**Text segment**
⟨

ComfyUI Extension: ComfyUI-Gemini_Flash_2.0_Exp

Authored by ShmuelRonen

Created about a year ago

Updated 8 months ago

334 stars

A ComfyUI custom node that integrates Google's Gemini Flash 2.0 Experimental model, enabling multimodal analysis of text, images, video frames, and audio directly within ComfyUI workflows.

Custom Nodes (3)

README

ComfyUI-Gemini_Flash_2.0_Exp

Support My Work

If you find this project helpful, consider buying me a coffee:

A ComfyUI custom node that integrates Google's Gemini Flash 2.0 Experimental model, enabling multimodal analysis of text, images, video frames, and audio directly within ComfyUI workflows. Now with image generation capabilities!

Audio option

Features

Multimodal input support:
- Text analysis
- Image analysis
- Video frame analysis
- Audio analysis
NEW! Image Generation using gemini-2.0-flash-exp-image-generation model
Chat mode with conversation history
Voice chat with smart Audio recorder node
Structured output option
Temperature and token limit controls
Proxy support
Configurable API settings via config.json

Installation

Install via ComfyUI manager

Clone this repository into your ComfyUI custom_nodes folder:

cd ComfyUI/custom_nodes
git clone https://github.com/ShmuelRonen/ComfyUI-Gemini_Flash_2.0_Exp.git

Install required dependencies:

# Install BOTH packages (both are required)
pip install google-genai
pip install google-generativeai
# OR
python -m pip install google-genai
python -m pip install google-generativeai

# Other dependencies
pip install pillow
pip install torchaudio

Important:

For Ubuntu/Debian-based systems:

sudo apt-get install libportaudio2

Get your free API key from Google AI Studio:
- Visit Google AI Studio
- Log in with your Google account
- Click on "Get API key" or go to settings
- Create a new API key
- Copy the API key for use in config.json
Set up your API key in the config.json file (will be created automatically on first run)

⟩

**Exercise instructions**
• A. Copy the part of the Gemini Flash extension page that opens with the words containing "cd ComfyUI/custom_nodes" and closes with "(both are required)".
• B. According to the Gemini Flash extension page, what package must be installed on Ubuntu/Debian-based systems?

**Given entries**

⟨

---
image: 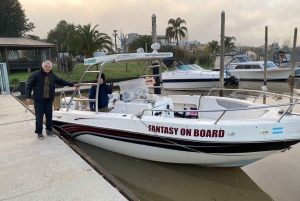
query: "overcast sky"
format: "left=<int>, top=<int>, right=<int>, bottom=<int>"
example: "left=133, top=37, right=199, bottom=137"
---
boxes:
left=19, top=0, right=300, bottom=46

⟩

**Activity answers**
• A.
cd ComfyUI/custom_nodes
git clone https://github.com/ShmuelRonen/ComfyUI-Gemini_Flash_2.0_Exp.git

Install required dependencies:

# Install BOTH packages (both are required)

• B. libportaudio2